Exercise
Write out the entries again, starting at the line that contains "Spot the orange" and continuing through the end of the entries. Replace "place a dot" with "put a point" and leave everything else unchanged.

Available data
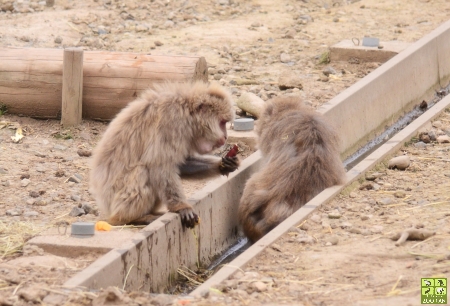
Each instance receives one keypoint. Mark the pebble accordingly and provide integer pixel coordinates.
(77, 211)
(420, 145)
(399, 194)
(328, 70)
(251, 103)
(13, 212)
(31, 213)
(443, 139)
(385, 201)
(259, 286)
(289, 79)
(399, 162)
(60, 147)
(285, 58)
(332, 240)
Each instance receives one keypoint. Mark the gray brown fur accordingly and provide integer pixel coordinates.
(301, 152)
(136, 165)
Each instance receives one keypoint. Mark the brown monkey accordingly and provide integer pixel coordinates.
(301, 153)
(137, 164)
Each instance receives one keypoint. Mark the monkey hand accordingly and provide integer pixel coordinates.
(188, 217)
(228, 164)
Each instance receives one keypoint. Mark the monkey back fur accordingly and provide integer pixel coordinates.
(135, 171)
(301, 153)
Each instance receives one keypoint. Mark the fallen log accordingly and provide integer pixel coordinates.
(31, 79)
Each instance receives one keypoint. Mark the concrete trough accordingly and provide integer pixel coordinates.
(149, 261)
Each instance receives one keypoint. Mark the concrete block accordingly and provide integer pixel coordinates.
(346, 50)
(61, 244)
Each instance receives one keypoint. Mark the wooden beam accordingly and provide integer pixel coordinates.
(31, 79)
(72, 87)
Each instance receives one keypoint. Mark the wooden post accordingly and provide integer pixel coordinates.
(72, 89)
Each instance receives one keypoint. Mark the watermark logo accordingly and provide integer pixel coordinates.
(433, 291)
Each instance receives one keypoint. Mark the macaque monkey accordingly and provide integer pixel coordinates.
(136, 167)
(301, 154)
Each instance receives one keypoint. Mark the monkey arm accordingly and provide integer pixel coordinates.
(208, 165)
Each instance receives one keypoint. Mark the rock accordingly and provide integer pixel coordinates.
(328, 70)
(77, 211)
(74, 178)
(385, 201)
(59, 147)
(259, 286)
(84, 152)
(285, 58)
(25, 182)
(241, 82)
(54, 299)
(333, 240)
(289, 79)
(420, 145)
(251, 103)
(13, 212)
(443, 139)
(399, 162)
(399, 194)
(30, 213)
(335, 215)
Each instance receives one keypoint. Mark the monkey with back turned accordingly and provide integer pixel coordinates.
(301, 154)
(136, 168)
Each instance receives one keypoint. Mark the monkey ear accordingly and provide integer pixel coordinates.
(269, 109)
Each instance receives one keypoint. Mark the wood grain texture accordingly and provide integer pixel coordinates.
(31, 79)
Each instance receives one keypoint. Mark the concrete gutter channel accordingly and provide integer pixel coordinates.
(149, 260)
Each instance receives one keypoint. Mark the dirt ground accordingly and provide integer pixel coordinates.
(341, 255)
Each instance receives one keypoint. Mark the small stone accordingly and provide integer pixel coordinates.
(315, 218)
(74, 179)
(385, 201)
(25, 182)
(34, 194)
(328, 70)
(25, 176)
(334, 215)
(76, 212)
(420, 145)
(75, 197)
(333, 240)
(13, 212)
(40, 203)
(259, 286)
(399, 162)
(443, 139)
(399, 194)
(425, 138)
(285, 58)
(31, 213)
(289, 79)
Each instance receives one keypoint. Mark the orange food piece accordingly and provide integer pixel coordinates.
(102, 226)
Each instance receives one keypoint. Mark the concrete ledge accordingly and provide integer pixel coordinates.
(150, 259)
(346, 50)
(364, 110)
(325, 196)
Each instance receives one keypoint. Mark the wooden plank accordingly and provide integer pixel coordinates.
(72, 91)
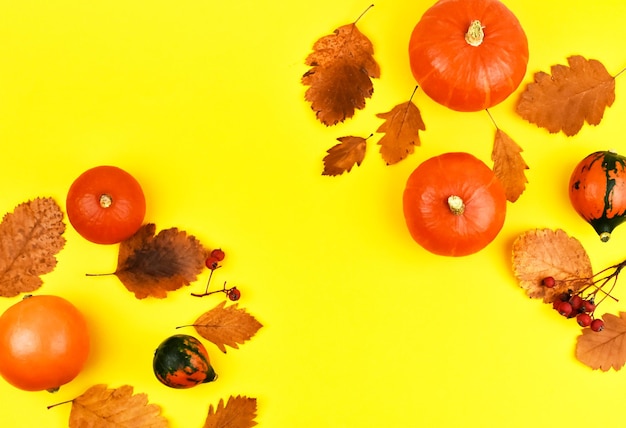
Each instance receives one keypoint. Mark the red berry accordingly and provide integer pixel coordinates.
(584, 320)
(576, 301)
(565, 309)
(233, 294)
(588, 306)
(212, 262)
(219, 254)
(597, 325)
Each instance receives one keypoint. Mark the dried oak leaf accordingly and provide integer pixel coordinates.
(343, 156)
(540, 253)
(239, 412)
(570, 96)
(342, 65)
(100, 407)
(30, 237)
(227, 326)
(401, 127)
(604, 349)
(150, 265)
(509, 166)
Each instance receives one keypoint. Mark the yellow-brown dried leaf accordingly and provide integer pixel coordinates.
(239, 412)
(604, 349)
(570, 96)
(401, 127)
(150, 265)
(30, 237)
(100, 407)
(342, 66)
(509, 166)
(343, 156)
(540, 253)
(227, 326)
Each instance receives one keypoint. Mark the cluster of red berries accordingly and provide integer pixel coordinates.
(213, 262)
(572, 305)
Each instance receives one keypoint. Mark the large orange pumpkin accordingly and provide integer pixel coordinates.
(597, 191)
(454, 205)
(468, 55)
(44, 343)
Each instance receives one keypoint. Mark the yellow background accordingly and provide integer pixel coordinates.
(201, 101)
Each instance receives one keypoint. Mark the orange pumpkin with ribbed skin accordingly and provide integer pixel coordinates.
(597, 191)
(181, 361)
(44, 343)
(468, 55)
(454, 205)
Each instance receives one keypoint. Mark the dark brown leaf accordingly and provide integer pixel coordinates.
(342, 65)
(570, 96)
(508, 165)
(151, 265)
(401, 127)
(604, 349)
(30, 237)
(227, 326)
(343, 156)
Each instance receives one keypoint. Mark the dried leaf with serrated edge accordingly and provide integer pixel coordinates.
(604, 349)
(99, 407)
(342, 65)
(570, 96)
(239, 412)
(401, 127)
(151, 265)
(227, 326)
(541, 253)
(343, 156)
(30, 237)
(509, 166)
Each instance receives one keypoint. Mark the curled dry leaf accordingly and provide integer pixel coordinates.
(30, 237)
(509, 166)
(227, 326)
(100, 407)
(342, 65)
(343, 156)
(604, 349)
(570, 96)
(239, 412)
(150, 265)
(401, 127)
(541, 253)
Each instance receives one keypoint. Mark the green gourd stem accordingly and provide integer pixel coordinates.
(456, 205)
(475, 34)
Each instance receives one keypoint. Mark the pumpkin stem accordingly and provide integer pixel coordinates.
(106, 200)
(475, 33)
(456, 205)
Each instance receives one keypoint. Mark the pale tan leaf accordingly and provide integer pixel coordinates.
(30, 238)
(540, 253)
(509, 166)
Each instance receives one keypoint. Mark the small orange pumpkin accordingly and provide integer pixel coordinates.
(597, 191)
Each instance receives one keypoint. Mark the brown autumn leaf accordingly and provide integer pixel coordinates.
(30, 237)
(100, 407)
(343, 156)
(604, 349)
(401, 127)
(227, 326)
(239, 412)
(508, 165)
(570, 96)
(150, 265)
(339, 81)
(540, 253)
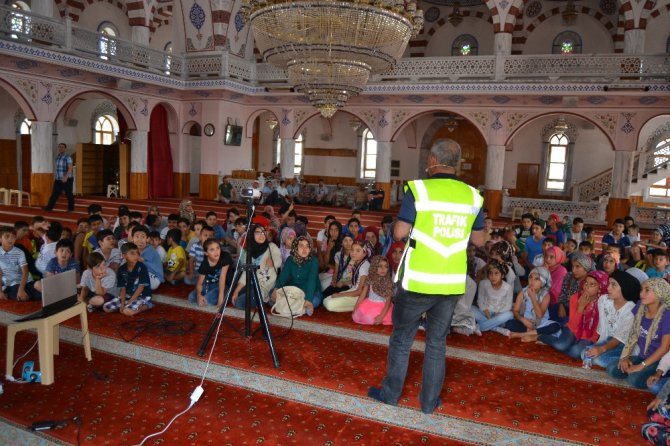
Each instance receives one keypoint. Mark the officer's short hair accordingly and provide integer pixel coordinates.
(447, 152)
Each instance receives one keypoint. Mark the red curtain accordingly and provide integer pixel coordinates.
(160, 156)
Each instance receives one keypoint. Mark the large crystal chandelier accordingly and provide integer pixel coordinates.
(330, 48)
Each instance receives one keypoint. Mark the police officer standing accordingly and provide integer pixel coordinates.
(440, 215)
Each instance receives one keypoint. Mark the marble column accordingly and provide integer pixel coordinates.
(495, 165)
(287, 158)
(383, 171)
(42, 161)
(139, 156)
(618, 205)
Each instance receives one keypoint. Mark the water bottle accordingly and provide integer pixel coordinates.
(588, 362)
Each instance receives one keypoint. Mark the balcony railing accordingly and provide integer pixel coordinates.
(63, 36)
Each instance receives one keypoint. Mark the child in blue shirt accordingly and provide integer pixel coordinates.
(661, 266)
(133, 283)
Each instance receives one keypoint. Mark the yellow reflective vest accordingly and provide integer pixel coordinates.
(435, 257)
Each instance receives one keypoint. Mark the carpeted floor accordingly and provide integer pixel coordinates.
(514, 398)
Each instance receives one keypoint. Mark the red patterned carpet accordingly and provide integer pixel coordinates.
(559, 407)
(121, 401)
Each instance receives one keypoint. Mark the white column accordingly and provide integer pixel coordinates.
(287, 158)
(383, 172)
(633, 41)
(495, 165)
(141, 35)
(622, 174)
(139, 153)
(42, 7)
(42, 147)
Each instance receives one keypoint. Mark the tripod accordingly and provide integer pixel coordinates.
(253, 291)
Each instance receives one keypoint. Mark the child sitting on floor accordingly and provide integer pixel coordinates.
(531, 309)
(98, 283)
(375, 306)
(175, 260)
(133, 283)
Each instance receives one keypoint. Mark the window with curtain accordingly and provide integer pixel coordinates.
(465, 45)
(557, 162)
(297, 169)
(567, 42)
(106, 129)
(369, 155)
(25, 128)
(299, 145)
(107, 43)
(20, 23)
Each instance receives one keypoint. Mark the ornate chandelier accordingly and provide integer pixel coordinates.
(330, 48)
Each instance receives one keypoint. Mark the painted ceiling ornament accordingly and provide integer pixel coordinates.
(197, 17)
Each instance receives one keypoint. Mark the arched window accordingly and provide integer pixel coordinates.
(567, 42)
(106, 129)
(168, 57)
(25, 128)
(558, 161)
(107, 43)
(369, 155)
(465, 45)
(20, 23)
(661, 155)
(299, 145)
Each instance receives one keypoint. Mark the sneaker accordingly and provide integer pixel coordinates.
(503, 331)
(465, 331)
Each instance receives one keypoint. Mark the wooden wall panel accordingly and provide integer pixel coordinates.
(208, 186)
(181, 183)
(139, 186)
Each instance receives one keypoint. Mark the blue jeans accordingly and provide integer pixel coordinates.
(497, 319)
(407, 310)
(608, 357)
(637, 379)
(566, 343)
(210, 294)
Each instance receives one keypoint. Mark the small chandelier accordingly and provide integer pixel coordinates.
(329, 48)
(569, 14)
(271, 122)
(456, 17)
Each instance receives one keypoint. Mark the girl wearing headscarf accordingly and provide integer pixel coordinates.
(581, 266)
(615, 319)
(531, 315)
(650, 333)
(267, 257)
(344, 301)
(341, 277)
(301, 269)
(371, 234)
(582, 327)
(375, 306)
(286, 243)
(494, 299)
(186, 210)
(553, 261)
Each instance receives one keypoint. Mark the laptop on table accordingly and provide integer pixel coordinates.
(59, 292)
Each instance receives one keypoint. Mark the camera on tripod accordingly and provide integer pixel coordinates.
(250, 194)
(29, 373)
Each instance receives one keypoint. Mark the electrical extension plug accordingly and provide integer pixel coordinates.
(44, 425)
(197, 393)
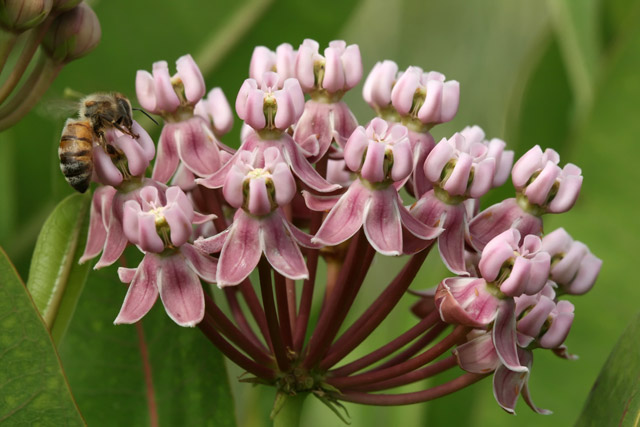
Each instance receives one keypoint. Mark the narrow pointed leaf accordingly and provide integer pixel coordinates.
(33, 387)
(55, 277)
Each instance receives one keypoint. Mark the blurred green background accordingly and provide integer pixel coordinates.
(560, 73)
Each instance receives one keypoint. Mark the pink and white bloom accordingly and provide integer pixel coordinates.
(259, 226)
(282, 61)
(185, 137)
(270, 112)
(459, 168)
(381, 155)
(574, 268)
(479, 356)
(541, 187)
(171, 267)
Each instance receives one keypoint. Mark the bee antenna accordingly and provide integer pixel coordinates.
(146, 114)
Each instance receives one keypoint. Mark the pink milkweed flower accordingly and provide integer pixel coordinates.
(541, 187)
(573, 267)
(132, 161)
(425, 97)
(282, 61)
(479, 356)
(339, 70)
(381, 155)
(171, 267)
(543, 319)
(257, 191)
(266, 107)
(184, 136)
(215, 109)
(270, 112)
(105, 222)
(326, 118)
(459, 168)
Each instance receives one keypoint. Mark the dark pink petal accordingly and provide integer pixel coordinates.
(167, 158)
(499, 218)
(180, 291)
(478, 355)
(382, 224)
(100, 214)
(213, 244)
(142, 292)
(280, 248)
(302, 168)
(507, 385)
(320, 203)
(241, 251)
(451, 241)
(346, 217)
(204, 266)
(504, 336)
(115, 244)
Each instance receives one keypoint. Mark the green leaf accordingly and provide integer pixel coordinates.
(33, 389)
(615, 397)
(123, 374)
(55, 277)
(576, 27)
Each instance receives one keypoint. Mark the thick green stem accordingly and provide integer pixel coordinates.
(289, 413)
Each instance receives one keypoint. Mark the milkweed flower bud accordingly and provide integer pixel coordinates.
(518, 269)
(573, 267)
(339, 70)
(537, 176)
(268, 107)
(282, 61)
(425, 96)
(215, 109)
(72, 34)
(20, 15)
(379, 153)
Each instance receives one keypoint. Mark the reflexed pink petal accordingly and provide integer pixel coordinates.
(166, 98)
(507, 385)
(180, 291)
(100, 211)
(352, 64)
(204, 266)
(145, 91)
(281, 249)
(115, 244)
(126, 274)
(167, 159)
(478, 355)
(301, 167)
(320, 203)
(500, 217)
(213, 244)
(451, 241)
(526, 166)
(382, 224)
(142, 292)
(346, 217)
(504, 336)
(241, 251)
(355, 148)
(194, 87)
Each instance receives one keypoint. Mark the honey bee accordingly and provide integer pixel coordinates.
(98, 113)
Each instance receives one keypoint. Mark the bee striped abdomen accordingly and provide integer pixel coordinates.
(75, 151)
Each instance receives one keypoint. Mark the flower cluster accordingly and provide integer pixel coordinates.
(307, 182)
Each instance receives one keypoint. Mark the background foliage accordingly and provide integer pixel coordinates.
(560, 73)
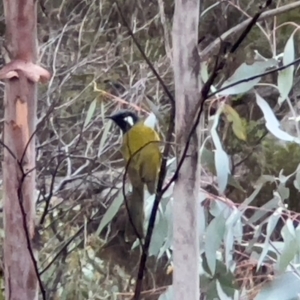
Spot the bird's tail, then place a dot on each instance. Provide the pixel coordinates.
(135, 221)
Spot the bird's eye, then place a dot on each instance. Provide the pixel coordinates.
(129, 120)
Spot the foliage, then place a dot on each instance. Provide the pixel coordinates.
(249, 235)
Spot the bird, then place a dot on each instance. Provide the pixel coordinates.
(141, 153)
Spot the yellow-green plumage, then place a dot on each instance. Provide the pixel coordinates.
(142, 156)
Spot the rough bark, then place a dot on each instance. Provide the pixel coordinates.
(19, 153)
(186, 192)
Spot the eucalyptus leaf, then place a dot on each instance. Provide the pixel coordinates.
(284, 287)
(214, 235)
(222, 168)
(272, 222)
(237, 125)
(286, 76)
(272, 123)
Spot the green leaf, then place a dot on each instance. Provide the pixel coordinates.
(290, 247)
(111, 212)
(90, 112)
(286, 76)
(297, 179)
(237, 124)
(243, 72)
(214, 235)
(221, 293)
(222, 168)
(272, 222)
(272, 123)
(159, 235)
(284, 287)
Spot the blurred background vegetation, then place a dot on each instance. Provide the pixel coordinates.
(98, 69)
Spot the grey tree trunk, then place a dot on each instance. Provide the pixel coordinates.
(186, 192)
(19, 154)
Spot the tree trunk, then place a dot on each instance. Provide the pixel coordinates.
(186, 192)
(19, 154)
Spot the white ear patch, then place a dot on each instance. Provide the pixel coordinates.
(151, 121)
(129, 120)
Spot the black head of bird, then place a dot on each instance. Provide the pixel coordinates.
(141, 153)
(125, 119)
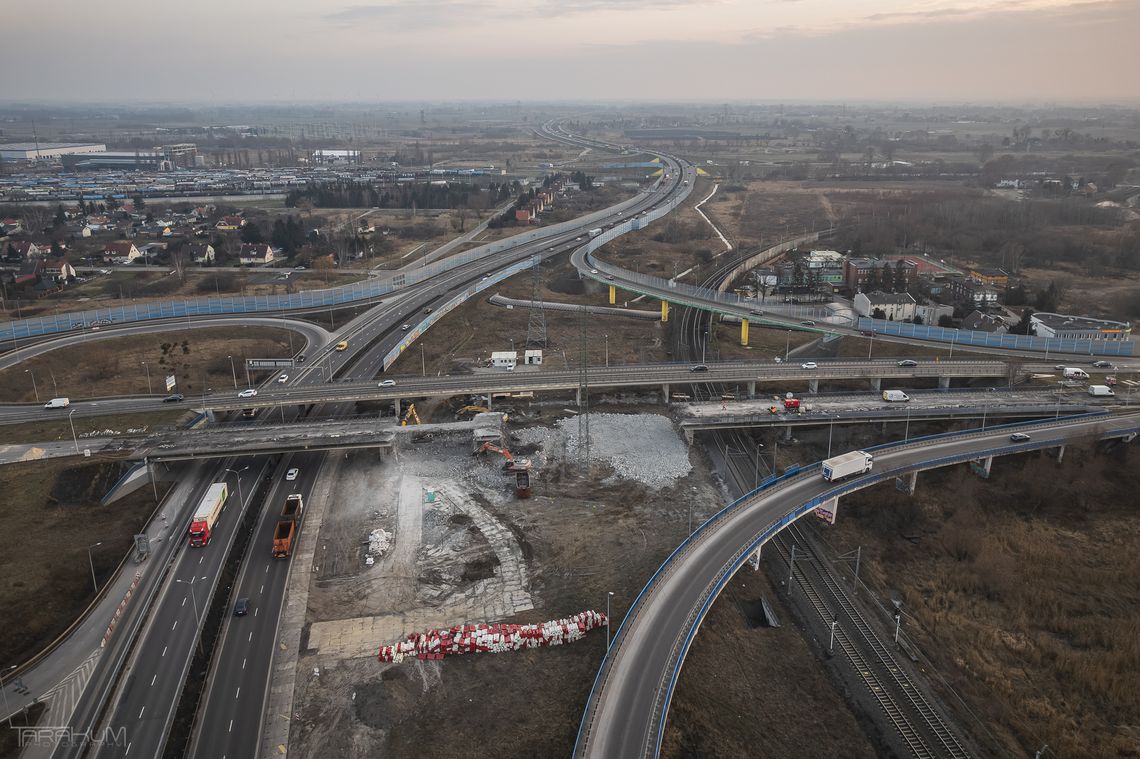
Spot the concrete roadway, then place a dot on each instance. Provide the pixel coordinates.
(625, 713)
(523, 378)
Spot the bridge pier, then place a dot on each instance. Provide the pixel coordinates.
(906, 483)
(982, 466)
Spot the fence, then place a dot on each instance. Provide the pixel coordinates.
(967, 337)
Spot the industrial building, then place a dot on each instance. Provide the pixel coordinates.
(46, 151)
(1074, 327)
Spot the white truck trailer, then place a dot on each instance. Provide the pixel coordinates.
(855, 462)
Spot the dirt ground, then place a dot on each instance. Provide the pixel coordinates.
(51, 514)
(115, 367)
(1024, 590)
(580, 537)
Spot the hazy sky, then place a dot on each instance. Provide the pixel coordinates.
(259, 50)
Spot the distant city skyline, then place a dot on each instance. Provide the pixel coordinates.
(852, 50)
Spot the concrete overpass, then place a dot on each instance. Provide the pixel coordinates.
(626, 710)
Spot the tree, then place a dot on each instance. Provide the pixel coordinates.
(251, 234)
(1023, 327)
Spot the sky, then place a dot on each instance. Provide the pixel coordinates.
(732, 50)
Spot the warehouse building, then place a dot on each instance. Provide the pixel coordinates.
(46, 151)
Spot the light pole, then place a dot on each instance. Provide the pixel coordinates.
(74, 438)
(7, 710)
(194, 603)
(237, 473)
(609, 595)
(34, 389)
(91, 562)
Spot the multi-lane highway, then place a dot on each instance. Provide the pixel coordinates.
(626, 711)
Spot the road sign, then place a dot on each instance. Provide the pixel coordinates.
(269, 364)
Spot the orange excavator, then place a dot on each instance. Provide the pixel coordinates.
(520, 467)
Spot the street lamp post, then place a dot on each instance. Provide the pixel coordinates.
(91, 562)
(74, 438)
(34, 389)
(7, 710)
(609, 595)
(237, 473)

Correct output
Spot the orange excavator, then put a point on each instance. Provide the pixel coordinates.
(520, 467)
Spot the street lamp post, then put a point on each instance. Provide the pixel coordinates.
(91, 562)
(74, 438)
(34, 389)
(7, 710)
(609, 595)
(237, 473)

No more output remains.